# Exercise requirements:
State how many lines in the records below contain the word "shrub", giving only the number.

# Records shown:
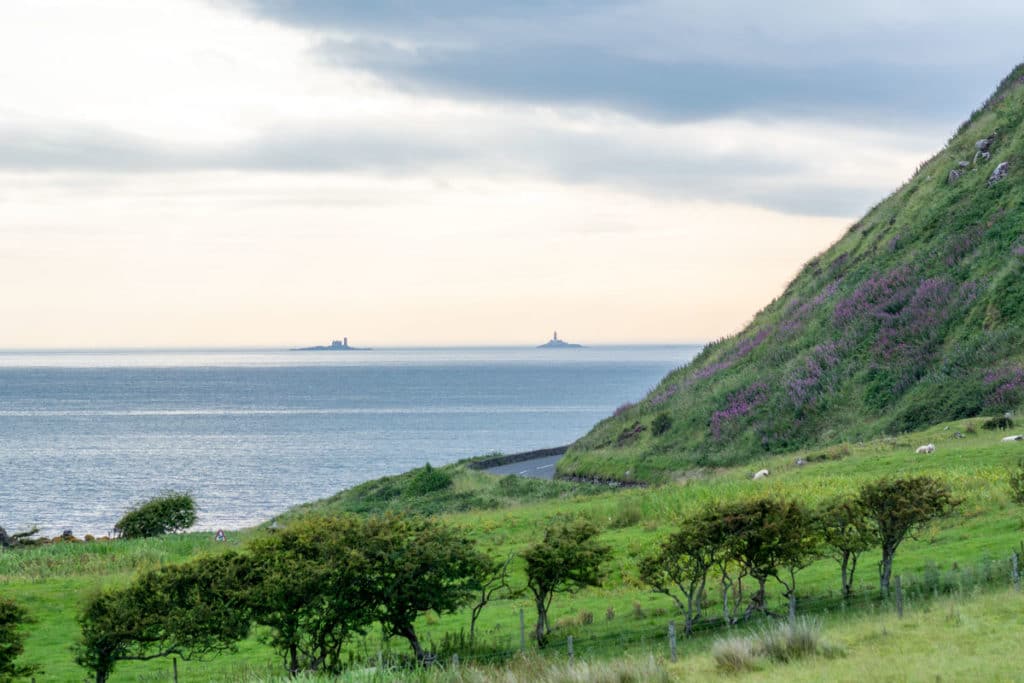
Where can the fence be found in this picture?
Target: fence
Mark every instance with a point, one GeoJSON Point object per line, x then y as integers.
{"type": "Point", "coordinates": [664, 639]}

...

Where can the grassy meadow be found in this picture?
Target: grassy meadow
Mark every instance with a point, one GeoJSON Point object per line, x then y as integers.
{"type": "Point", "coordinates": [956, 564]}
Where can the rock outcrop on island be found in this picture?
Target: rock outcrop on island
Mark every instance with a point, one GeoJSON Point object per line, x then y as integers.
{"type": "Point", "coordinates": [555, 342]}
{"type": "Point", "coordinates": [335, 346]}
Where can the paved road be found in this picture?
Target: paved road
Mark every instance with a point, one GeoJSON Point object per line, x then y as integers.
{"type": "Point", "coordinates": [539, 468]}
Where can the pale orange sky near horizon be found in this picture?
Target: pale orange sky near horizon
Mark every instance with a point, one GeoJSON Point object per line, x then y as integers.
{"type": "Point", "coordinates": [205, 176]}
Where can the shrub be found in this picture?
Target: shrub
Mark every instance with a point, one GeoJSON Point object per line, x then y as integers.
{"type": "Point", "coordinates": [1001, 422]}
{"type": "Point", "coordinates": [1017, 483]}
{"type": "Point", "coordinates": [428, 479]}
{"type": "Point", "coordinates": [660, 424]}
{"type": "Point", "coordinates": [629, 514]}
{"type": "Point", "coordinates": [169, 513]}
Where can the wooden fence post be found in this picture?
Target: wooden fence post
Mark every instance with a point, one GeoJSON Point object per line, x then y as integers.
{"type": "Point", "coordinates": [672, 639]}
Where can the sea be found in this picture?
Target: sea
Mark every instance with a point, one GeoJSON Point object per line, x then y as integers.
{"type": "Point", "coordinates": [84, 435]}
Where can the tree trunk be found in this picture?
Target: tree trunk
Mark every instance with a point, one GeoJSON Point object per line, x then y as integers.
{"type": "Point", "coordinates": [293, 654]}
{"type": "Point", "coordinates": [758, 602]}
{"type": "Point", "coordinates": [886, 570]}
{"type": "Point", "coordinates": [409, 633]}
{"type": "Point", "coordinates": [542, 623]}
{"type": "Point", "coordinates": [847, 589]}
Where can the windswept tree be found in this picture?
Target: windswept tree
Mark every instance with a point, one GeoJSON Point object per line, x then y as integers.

# Result:
2